*** Opening INPUT RECORDS ***

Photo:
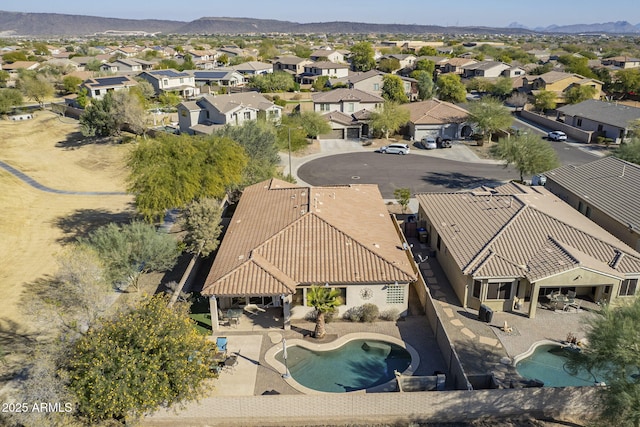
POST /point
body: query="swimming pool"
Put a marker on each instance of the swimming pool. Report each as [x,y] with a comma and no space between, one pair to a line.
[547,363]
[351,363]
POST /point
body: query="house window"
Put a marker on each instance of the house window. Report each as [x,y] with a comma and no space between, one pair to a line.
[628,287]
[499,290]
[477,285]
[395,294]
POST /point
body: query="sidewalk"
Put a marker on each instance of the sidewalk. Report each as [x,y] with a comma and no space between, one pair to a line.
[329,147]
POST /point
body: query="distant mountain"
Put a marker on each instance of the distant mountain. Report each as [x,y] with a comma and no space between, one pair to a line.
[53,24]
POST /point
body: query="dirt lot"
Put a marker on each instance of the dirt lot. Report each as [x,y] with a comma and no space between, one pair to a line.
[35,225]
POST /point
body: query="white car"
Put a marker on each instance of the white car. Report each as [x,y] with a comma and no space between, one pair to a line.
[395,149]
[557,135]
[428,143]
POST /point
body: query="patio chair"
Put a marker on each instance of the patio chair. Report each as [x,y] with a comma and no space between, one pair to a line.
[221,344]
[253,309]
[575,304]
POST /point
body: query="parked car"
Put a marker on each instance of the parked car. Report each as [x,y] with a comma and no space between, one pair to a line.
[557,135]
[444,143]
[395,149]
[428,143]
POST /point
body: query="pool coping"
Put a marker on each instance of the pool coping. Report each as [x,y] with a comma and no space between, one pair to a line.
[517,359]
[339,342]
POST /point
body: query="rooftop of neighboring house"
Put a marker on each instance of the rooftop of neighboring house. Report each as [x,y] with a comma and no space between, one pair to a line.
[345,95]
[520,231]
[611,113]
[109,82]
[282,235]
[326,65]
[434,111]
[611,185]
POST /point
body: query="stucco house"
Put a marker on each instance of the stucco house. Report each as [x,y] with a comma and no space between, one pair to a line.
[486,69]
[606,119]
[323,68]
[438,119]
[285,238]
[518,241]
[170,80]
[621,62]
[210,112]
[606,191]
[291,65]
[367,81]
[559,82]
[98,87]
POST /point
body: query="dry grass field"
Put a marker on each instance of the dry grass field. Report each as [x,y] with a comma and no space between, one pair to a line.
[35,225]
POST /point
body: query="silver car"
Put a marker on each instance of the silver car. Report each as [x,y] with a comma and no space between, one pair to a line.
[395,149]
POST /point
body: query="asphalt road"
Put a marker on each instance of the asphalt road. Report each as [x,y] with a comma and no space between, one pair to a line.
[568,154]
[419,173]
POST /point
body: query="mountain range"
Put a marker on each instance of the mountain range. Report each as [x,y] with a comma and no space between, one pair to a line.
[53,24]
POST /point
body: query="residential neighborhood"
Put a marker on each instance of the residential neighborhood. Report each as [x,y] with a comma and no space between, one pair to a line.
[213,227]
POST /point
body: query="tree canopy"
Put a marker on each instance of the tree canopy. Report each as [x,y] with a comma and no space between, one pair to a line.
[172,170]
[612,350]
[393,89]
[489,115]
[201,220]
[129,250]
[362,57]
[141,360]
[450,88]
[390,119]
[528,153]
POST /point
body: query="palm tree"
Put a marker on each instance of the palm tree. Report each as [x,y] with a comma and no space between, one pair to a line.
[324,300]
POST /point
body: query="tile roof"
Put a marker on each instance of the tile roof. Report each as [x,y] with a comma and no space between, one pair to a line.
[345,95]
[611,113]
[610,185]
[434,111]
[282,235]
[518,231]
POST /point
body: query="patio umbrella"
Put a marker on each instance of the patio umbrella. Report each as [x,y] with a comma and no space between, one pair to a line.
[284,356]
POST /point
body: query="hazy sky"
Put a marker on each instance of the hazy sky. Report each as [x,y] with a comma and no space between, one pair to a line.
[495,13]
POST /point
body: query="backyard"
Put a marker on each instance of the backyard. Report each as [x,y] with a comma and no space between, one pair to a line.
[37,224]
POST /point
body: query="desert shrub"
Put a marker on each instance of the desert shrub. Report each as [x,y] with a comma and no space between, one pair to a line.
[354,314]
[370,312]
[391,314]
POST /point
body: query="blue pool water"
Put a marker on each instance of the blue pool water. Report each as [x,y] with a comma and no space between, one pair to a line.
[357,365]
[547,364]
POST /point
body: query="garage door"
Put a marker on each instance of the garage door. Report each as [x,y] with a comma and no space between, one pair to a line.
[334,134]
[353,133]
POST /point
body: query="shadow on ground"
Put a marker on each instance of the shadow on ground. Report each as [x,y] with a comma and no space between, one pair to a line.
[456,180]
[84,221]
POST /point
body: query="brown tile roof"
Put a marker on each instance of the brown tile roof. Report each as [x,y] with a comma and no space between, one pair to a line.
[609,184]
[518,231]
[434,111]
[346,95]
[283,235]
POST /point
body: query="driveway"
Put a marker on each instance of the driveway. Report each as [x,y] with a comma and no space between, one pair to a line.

*** Closing INPUT RECORDS ***

An exact copy of every entry, minus the pictures, is what you should return.

[RESULT]
Photo:
POST /point
body: query="swimming pool"
Put a marker on each instance of the swimming pool. Report each as [x,y] with a comma and no space between, one pair to a line.
[547,363]
[351,363]
POST /point
body: query="house window"
Put a marker on each instance of the house window. Report each as [x,y] with a comma and no space between, one pair to a line.
[628,287]
[499,290]
[477,285]
[395,294]
POST /point
body: query="sidewalk"
Put a marker on each instance of the sidewalk. Report each as [x,y] with a comma and no space between, one pair to a line.
[329,147]
POST /point
body: query="distant mountain"
Put a marker on each instance of the distant mountain. Report each as [x,y] with a comma and no space between, one pair to a line.
[53,24]
POST /point
body: query="dirt lot"
Put a marker on each instance of the dirt lot. Report each as [x,y] with a comma and no space between, one pair to a line.
[35,225]
POST /point
body: query="white car"
Put a marker on each instance of the white car. Report each as [x,y] with a comma and no space between, one pair to a line.
[395,149]
[557,135]
[428,143]
POST /point
body: query="patio chair"
Put a marker on each instance of the patio chair. Report each as [x,y] with a comma and no space between, one pair to a line.
[221,344]
[253,309]
[575,304]
POST /point
body: query="parked car"
Put a marker on each instance of the parked car. Report each as [x,y] with a comma and no space between, one pair to a line.
[557,135]
[444,143]
[395,149]
[428,143]
POST /point
body: query="pool coping"
Put a marker on each instance of the pool coping. Report each as [x,y] with a comma and no space between, one pair to a line.
[517,359]
[339,342]
POST /point
body: query="rooftop of neighboring house"
Put a marker on each instance of the rooftop of neighboring house. Report each as [x,y] with a comma and no space between, one pair to a line.
[345,95]
[520,231]
[611,113]
[109,82]
[282,235]
[326,65]
[434,111]
[611,185]
POST /point
body: query="stucco house"
Put a marker on each instance of the stucco house. Report each as [x,y] with a comma and no space between, one pair to a line.
[486,69]
[606,119]
[323,68]
[438,119]
[285,238]
[518,241]
[170,80]
[621,62]
[210,112]
[606,191]
[291,65]
[367,81]
[559,82]
[98,87]
POST /point
body: query="dry grass field"
Put a marker on each instance of the dry grass field. Report each as [x,y] with a comma and no space between, one pair to a line.
[35,225]
POST /point
body: query="silver car"
Put a marker on each instance of the silver car. Report each as [x,y] with a comma and no space between, one pair to a line.
[395,149]
POST /point
body: query="asphalt road"
Put a marker on each instance of the asphalt road. Report each as [x,y] with a comma and no space between, one pair to a line.
[568,154]
[419,173]
POST /point
body: query="mountain range"
Put a marker on each instance of the mountain range. Report each as [x,y] with a comma and no space between, one pair to a line.
[53,24]
POST /point
body: query="residential neighborhood"
Put a marker on each instance of the residential neighborhood. Report each as [x,y] with a comma and no space between, one pair to a line.
[213,227]
POST /point
body: query="tree canopy"
Put a marker on each instance of the tree canopy. Report each as [x,y] with a comma and no space between, one pair to a line.
[172,170]
[612,350]
[393,89]
[489,115]
[201,220]
[129,250]
[362,57]
[141,360]
[450,88]
[390,119]
[528,153]
POST /point
body: query="palm tree"
Put a marker on each instance of the palm tree. Report each as [x,y] with a comma and no space between, one pair to a line.
[324,300]
POST /point
body: query="tile roof"
Put a marker on each instance of the tile roof. Report each as [x,y] with a comma and no space between, one pair to a line.
[345,95]
[611,113]
[610,185]
[434,111]
[282,235]
[518,231]
POST /point
body: query="patio umbrella"
Put a marker on each instance of the patio umbrella. Report each as [x,y] with a comma and no space between, one pair to a line.
[284,356]
POST /point
body: query="hazy sky"
Put a marker on each instance of the hazy sky. Report each as [x,y] with a comma and no space between, one pair to a line.
[495,13]
POST /point
body: query="backyard"
Put a marker on each instance of the backyard. Report each as [x,y] with a comma and no space between, one pair to a line.
[37,224]
POST /point
body: query="desert shrub"
Put a marker on each instance of the desert shrub. Report each as [x,y] with a comma and no space between, one pair to a line.
[354,314]
[370,312]
[391,314]
POST /point
body: query="blue pool water"
Put a marker on each instance of the blue pool water. Report each as [x,y] with a comma and no space between, one pair to a line.
[357,365]
[547,364]
POST /point
body: query="garage door"
Put a marker on each instance of the garage door. Report each as [x,y] with a comma and no space between, one pair to a line.
[334,134]
[353,133]
POST /point
body: query="shadow on ground"
Put a marker on each instance of the shadow on ground. Report each as [x,y] with a comma and no space between, one pair to a line.
[456,180]
[84,221]
POST /point
body: query="brown tile roof"
Put a marker on each instance of the brown tile roof. Report each as [x,y] with a comma and no space between, one pair to a line.
[609,184]
[518,231]
[434,111]
[346,95]
[283,235]
POST /point
body: query="driveway"
Put a marker on each instance of the driveway. Report each as [x,y] with a comma and no space between, one pair to a line.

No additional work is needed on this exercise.